• Requirements: Quote the portion of the article on Karya below, starting at the words "Empowering lives through" and stopping after "as a tailor.".

• Article:
— Start —

Empowering lives through Karya
Meet Preethi P., a living example of the transformation Karya has brought. Earlier a skilled tailor, Preethi used to earn less than Rs. 100 a day, toiling over mending and stitching clothes. Today, she is one of the 70 workers from Agara who helps build a dataset. She reads sentences in her native Kannada language into Karya's app on a phone. In just three days, Preethi earned Rs. 4,500, over four times her usual monthly income as a tailor.
Karya's mission is fuelled by the demand for data
With the rising enthusiasm for generative AI, tech companies' appetite for data has become insatiable. According to NASSCOM, India is expected to host almost a million data annotation workers by 2030. Karya differentiates itself by paying its workers up to 20 times the minimum wage and ensuring the delivery of high-quality Indian-language data. Chopra, a computer engineer educated at Stanford, firmly believes that underpaid data labor is an industry failure that must be rectified.
Major tech companies are partnering with Karya
Major tech companies have often outsourced data tasks to cheaper contractors overseas. But now, they are partnering with Karya to address the challenge of finding high-quality data that caters to diverse non-English speaking users. Microsoft, the Bill & Melinda Gates Foundation, and Alphabet Inc.'s Google have joined forces with Karya. "Tech companies want the data, accent and all," Chopra told Bloomberg. "You cough, they want that in the speech - it represents natural language."

— End —

Entries drawn from a collection
— Start —

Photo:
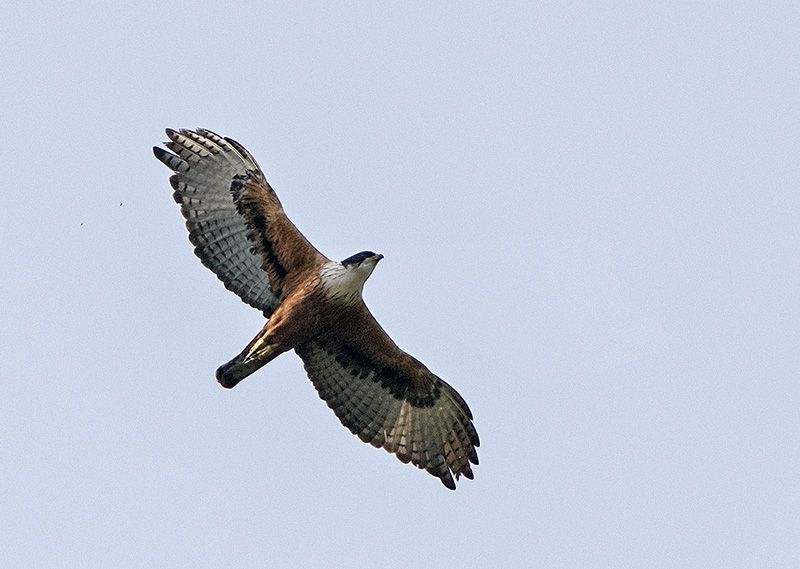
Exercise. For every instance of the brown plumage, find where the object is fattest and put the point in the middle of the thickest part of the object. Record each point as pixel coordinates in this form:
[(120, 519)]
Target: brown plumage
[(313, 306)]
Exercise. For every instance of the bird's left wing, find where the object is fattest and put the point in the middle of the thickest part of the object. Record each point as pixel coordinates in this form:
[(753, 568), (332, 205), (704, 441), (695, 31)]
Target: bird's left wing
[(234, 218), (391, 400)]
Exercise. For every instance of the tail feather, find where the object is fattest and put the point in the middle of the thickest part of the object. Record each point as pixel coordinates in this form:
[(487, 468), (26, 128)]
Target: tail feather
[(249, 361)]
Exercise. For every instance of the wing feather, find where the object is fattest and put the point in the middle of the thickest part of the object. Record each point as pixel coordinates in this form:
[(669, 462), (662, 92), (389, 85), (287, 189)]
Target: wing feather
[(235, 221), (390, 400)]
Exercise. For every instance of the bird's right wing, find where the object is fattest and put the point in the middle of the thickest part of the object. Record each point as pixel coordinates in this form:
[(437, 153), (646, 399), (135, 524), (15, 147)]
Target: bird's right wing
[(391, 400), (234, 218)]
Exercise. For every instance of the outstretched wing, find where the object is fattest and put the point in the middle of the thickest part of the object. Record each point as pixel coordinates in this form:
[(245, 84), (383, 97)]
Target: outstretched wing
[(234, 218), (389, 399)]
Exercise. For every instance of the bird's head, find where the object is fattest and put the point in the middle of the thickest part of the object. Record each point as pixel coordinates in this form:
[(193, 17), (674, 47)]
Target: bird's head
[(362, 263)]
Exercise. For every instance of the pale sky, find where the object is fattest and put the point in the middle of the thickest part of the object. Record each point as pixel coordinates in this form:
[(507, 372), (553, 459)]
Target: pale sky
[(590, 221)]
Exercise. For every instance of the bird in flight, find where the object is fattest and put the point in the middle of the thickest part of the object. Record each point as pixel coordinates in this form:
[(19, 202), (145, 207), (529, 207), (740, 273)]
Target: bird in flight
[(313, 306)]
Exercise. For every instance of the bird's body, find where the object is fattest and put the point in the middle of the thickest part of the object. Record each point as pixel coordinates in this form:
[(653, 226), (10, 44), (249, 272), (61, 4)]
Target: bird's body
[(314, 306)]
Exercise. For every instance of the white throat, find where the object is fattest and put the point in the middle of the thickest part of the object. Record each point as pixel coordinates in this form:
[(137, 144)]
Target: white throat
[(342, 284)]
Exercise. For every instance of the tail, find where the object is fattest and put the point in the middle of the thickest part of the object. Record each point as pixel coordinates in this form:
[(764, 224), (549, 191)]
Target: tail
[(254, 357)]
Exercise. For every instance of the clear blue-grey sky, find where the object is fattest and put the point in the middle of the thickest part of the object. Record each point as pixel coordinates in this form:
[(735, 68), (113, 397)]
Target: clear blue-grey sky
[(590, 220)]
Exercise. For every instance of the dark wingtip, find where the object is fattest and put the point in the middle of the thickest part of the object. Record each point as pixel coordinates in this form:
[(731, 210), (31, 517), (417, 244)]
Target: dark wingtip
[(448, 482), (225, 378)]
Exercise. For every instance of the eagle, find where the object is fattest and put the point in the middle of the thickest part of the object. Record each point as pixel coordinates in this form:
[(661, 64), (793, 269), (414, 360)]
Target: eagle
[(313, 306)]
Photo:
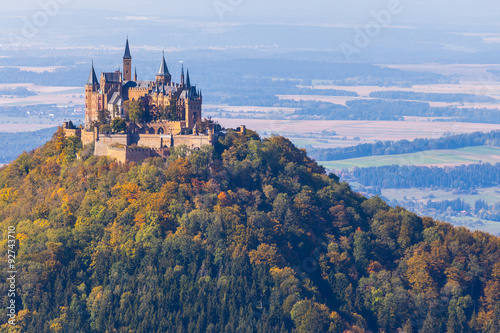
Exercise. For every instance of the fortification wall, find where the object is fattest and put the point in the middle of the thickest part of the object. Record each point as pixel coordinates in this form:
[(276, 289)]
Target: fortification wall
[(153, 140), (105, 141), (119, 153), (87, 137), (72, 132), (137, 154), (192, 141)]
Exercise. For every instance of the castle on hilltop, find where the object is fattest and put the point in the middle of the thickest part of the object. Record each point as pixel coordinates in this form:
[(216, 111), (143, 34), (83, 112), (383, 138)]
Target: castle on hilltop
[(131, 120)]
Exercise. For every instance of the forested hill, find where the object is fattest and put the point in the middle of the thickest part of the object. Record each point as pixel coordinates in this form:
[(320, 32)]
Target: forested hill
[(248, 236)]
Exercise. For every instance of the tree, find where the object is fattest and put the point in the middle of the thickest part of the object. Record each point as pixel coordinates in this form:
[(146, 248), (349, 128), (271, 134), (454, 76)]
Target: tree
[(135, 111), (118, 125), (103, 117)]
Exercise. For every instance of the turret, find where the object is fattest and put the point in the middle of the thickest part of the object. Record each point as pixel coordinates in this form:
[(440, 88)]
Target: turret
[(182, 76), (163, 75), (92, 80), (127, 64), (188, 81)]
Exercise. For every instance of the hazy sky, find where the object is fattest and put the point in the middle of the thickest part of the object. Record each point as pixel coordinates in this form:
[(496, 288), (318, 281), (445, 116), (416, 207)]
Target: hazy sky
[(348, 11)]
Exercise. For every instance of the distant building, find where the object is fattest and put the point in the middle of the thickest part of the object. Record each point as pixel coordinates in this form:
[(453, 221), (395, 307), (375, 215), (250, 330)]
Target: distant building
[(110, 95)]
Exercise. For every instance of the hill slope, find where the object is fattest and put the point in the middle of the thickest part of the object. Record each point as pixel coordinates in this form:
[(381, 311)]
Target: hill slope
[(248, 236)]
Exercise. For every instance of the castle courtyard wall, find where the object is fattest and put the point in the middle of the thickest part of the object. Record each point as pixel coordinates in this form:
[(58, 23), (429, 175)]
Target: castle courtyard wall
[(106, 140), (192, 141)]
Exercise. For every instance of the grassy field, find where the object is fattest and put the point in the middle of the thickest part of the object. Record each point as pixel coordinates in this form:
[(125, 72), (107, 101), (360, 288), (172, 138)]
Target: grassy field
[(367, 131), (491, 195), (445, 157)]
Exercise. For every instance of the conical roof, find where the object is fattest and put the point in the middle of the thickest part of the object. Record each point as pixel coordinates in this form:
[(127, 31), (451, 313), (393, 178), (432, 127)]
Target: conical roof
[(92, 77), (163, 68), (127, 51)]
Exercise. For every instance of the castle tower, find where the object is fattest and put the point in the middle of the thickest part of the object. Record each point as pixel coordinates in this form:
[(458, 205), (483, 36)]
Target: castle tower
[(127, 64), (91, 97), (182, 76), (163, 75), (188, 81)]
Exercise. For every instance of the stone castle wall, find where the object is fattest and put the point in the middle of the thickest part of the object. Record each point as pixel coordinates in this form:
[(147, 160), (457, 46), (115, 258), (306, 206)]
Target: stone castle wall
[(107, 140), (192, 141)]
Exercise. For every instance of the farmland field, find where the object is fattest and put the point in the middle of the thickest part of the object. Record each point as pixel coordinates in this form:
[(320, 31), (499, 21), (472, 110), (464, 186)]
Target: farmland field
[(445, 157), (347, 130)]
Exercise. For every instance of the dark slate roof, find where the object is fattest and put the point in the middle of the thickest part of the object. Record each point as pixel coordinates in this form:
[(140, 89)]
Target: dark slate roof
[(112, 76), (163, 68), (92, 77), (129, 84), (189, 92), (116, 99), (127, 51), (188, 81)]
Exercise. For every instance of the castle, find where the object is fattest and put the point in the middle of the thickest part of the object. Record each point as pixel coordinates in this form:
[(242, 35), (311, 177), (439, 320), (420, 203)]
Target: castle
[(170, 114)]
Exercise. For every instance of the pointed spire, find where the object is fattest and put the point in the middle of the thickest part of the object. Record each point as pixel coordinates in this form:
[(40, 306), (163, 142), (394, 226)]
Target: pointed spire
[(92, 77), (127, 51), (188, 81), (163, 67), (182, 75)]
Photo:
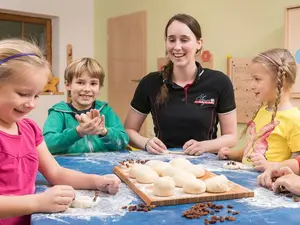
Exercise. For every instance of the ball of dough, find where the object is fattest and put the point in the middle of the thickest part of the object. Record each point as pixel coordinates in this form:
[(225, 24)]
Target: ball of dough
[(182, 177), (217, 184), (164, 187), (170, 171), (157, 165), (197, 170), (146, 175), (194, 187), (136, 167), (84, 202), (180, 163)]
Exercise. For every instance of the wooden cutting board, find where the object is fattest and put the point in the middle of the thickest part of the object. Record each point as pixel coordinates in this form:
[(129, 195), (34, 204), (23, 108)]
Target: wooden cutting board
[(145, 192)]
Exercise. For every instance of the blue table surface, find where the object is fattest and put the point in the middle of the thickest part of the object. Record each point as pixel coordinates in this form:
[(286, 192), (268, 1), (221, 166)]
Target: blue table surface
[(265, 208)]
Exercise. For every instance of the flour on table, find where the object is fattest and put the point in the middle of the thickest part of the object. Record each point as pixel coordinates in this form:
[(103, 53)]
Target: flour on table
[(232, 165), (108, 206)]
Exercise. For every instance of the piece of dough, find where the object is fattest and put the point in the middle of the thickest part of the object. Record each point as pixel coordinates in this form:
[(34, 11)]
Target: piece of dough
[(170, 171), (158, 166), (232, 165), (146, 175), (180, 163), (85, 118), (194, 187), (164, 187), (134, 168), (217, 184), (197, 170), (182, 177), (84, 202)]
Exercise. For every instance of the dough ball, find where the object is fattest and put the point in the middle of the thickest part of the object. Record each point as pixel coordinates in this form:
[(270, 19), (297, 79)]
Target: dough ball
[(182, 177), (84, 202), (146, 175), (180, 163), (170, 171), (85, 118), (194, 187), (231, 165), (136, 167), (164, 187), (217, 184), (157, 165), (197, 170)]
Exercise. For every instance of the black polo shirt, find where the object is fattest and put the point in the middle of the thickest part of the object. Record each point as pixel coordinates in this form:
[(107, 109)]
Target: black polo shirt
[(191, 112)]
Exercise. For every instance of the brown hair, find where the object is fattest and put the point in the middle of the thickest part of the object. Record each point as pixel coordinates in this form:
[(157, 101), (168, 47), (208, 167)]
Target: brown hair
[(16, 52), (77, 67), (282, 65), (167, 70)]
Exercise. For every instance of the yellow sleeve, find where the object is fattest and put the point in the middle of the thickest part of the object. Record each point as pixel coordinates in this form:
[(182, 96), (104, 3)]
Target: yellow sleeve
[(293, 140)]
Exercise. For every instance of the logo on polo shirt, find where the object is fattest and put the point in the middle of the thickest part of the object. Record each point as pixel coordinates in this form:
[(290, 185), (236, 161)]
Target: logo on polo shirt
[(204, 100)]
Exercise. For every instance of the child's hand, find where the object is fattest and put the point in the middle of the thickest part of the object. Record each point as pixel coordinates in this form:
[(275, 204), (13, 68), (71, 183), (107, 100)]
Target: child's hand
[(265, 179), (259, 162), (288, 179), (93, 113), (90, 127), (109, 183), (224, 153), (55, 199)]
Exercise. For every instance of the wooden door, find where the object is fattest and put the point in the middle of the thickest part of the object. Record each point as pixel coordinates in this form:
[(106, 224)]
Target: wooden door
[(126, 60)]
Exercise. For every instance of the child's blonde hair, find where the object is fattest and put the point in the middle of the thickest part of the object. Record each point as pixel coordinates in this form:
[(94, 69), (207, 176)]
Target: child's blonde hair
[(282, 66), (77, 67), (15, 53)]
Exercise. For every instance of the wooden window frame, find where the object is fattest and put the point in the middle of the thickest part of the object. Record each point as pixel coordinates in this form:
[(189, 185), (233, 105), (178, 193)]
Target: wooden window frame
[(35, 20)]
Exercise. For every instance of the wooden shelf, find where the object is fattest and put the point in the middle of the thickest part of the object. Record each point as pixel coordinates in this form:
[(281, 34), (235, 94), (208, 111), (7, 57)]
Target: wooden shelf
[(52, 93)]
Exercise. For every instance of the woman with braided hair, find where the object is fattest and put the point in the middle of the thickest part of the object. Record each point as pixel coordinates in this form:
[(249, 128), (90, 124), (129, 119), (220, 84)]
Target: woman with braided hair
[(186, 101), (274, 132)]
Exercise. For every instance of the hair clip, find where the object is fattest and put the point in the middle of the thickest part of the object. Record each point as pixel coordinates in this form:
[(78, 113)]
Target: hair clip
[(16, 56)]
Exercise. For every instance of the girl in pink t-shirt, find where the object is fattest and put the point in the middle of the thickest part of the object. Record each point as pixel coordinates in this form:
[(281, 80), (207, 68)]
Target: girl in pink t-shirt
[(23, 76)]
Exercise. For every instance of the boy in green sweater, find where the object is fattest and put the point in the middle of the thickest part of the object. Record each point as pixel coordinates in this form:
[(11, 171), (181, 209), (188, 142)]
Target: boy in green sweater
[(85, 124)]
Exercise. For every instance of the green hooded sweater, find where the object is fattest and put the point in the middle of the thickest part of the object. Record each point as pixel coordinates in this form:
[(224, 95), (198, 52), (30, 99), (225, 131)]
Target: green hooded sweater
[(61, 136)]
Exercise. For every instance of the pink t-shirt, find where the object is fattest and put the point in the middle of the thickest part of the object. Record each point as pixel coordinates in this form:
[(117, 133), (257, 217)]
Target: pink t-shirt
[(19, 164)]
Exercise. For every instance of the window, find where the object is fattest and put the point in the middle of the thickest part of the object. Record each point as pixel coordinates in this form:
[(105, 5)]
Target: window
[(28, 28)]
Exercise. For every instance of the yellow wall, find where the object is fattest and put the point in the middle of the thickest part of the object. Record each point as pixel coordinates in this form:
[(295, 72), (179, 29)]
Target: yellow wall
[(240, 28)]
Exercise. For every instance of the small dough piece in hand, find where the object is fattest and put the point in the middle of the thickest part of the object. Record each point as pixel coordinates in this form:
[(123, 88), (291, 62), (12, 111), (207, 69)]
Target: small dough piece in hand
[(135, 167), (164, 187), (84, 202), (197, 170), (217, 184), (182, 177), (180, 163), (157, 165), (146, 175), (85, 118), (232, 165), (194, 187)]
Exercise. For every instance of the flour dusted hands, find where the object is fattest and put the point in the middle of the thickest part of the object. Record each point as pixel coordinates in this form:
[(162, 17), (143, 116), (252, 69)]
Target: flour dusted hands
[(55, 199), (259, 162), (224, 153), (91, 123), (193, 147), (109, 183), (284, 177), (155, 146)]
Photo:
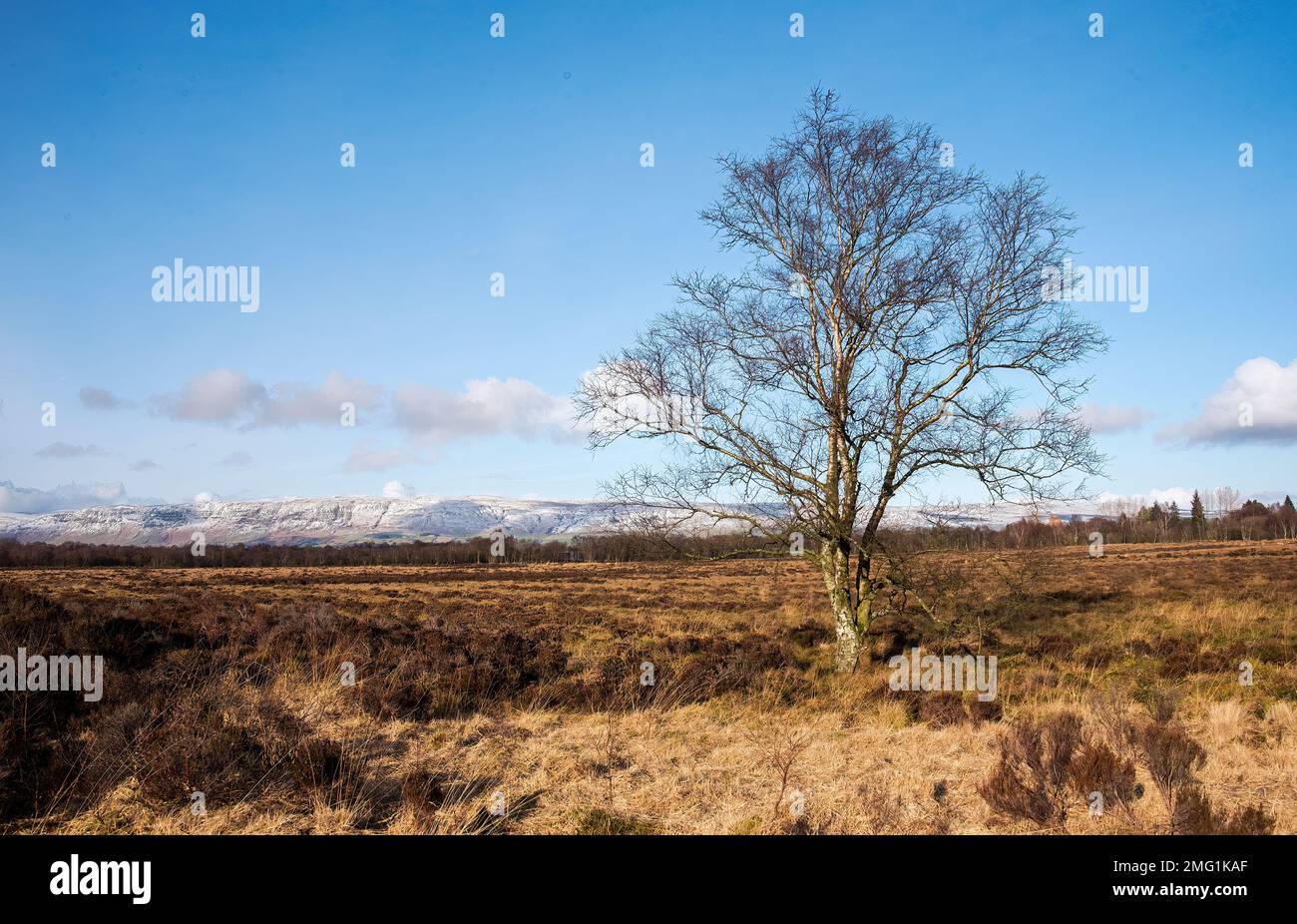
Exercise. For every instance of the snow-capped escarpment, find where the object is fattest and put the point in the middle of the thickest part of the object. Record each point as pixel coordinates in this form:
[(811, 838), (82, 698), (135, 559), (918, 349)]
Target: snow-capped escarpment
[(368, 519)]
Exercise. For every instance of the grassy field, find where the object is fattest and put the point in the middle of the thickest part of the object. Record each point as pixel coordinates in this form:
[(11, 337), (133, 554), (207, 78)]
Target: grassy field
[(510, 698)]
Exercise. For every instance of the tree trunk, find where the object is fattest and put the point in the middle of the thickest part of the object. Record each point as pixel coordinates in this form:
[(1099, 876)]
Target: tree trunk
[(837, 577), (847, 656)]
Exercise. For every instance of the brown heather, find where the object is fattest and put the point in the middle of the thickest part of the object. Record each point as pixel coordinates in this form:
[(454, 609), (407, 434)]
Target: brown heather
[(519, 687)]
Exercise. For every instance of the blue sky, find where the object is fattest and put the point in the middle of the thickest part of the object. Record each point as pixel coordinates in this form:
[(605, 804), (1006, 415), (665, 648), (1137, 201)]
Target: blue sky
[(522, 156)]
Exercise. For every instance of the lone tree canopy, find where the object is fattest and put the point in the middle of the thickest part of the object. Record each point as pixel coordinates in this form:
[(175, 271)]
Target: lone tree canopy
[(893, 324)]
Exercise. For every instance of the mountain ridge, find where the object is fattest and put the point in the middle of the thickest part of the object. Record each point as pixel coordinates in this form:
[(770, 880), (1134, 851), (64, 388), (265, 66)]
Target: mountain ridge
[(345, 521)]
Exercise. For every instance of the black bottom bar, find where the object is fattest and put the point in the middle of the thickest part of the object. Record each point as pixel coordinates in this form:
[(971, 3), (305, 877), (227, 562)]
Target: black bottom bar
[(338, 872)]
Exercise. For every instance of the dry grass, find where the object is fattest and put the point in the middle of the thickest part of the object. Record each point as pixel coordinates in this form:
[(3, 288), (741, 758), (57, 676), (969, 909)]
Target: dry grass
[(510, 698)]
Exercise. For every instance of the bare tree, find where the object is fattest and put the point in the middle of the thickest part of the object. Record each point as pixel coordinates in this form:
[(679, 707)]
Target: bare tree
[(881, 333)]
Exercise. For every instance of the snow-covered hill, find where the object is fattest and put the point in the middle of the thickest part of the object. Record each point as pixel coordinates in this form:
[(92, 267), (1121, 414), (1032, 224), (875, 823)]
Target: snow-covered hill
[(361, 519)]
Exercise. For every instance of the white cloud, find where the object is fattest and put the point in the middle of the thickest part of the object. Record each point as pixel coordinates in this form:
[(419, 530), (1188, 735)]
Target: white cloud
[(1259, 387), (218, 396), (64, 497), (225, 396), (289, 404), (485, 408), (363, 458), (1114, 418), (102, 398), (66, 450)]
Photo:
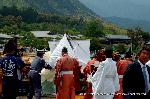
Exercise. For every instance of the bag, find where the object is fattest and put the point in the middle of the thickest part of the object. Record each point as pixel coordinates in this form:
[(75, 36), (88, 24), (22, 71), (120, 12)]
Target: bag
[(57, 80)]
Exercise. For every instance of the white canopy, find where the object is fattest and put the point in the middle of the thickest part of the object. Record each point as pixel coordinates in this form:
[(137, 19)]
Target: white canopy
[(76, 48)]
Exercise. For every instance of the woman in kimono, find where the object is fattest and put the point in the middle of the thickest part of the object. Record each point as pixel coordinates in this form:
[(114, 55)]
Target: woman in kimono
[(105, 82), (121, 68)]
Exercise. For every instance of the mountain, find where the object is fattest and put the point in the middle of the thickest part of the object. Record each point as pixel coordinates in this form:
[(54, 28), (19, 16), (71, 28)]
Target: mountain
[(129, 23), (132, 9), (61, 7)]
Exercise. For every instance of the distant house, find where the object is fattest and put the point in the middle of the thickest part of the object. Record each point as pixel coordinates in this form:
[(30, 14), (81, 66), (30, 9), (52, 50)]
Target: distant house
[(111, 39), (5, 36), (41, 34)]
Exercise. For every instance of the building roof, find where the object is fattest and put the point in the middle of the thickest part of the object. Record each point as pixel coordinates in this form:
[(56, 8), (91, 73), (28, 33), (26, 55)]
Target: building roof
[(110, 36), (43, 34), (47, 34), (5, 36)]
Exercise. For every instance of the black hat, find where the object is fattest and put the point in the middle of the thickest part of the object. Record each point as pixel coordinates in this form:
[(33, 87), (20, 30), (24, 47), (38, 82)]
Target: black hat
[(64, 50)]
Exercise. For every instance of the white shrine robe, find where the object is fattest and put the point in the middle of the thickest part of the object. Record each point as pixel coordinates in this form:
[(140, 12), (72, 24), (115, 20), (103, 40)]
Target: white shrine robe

— End —

• Solution to the problem:
Empowering lives through Karya
Meet Preethi P., a living example of the transformation Karya has brought. Earlier a skilled tailor, Preethi used to earn less than Rs. 100 a day, toiling over mending and stitching clothes. Today, she is one of the 70 workers from Agara who helps build a dataset. She reads sentences in her native Kannada language into Karya's app on a phone. In just three days, Preethi earned Rs. 4,500, over four times her usual monthly income as a tailor.